RECORDS PROVIDED ▸
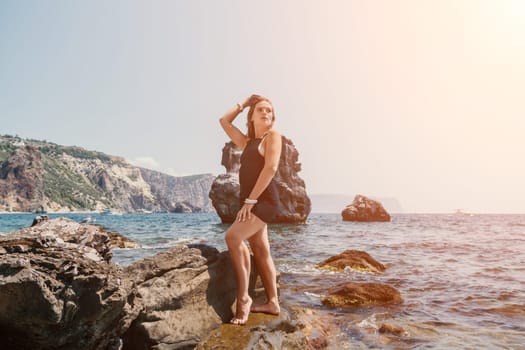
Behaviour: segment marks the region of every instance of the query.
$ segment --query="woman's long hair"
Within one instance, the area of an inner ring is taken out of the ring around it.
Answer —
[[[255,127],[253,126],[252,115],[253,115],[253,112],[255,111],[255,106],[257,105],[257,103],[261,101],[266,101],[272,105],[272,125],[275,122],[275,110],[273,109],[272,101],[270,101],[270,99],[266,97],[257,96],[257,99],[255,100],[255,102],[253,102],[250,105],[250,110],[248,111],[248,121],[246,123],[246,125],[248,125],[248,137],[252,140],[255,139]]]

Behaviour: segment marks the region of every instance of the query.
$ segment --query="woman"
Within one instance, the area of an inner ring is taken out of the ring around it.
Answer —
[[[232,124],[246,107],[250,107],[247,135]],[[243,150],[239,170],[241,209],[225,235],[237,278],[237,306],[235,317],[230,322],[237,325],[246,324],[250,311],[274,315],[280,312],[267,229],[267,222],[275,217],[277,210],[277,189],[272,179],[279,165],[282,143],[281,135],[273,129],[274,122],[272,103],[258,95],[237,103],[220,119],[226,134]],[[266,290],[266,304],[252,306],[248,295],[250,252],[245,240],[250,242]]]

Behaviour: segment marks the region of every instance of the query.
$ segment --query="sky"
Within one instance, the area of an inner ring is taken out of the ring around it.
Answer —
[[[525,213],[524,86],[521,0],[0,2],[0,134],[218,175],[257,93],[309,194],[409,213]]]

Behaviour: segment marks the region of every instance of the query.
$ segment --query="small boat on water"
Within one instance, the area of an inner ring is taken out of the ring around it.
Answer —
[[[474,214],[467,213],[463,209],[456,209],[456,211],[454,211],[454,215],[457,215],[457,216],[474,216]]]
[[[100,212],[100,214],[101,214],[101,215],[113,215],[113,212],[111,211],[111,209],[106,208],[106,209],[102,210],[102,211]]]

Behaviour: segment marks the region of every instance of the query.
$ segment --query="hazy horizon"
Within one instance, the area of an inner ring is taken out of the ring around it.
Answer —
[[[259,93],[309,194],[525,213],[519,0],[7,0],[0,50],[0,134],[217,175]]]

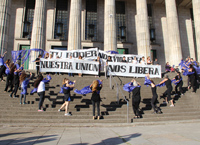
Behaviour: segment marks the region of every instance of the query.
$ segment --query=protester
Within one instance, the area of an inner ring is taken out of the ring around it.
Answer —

* * *

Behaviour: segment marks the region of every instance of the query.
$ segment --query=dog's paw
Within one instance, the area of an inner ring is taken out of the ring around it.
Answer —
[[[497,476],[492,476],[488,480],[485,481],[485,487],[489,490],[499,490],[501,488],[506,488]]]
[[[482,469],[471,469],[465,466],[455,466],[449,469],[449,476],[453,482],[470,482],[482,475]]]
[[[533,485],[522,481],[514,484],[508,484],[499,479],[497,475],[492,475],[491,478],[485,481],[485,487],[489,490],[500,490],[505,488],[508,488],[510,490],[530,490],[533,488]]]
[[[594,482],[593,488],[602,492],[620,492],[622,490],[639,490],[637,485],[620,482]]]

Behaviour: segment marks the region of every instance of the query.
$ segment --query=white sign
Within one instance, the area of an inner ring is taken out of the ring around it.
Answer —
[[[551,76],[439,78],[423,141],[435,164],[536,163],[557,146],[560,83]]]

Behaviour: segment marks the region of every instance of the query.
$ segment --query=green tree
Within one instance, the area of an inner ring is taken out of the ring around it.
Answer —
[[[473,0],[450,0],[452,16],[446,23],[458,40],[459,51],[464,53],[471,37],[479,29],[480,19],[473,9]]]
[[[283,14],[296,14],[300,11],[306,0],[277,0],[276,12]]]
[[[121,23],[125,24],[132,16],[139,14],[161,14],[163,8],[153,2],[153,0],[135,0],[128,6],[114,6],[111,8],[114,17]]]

PROBLEM DESCRIPTION ▸
Among the lines above, please count those that contain the string "woman" and write the number by itself.

EXERCISE OUTPUT ▸
2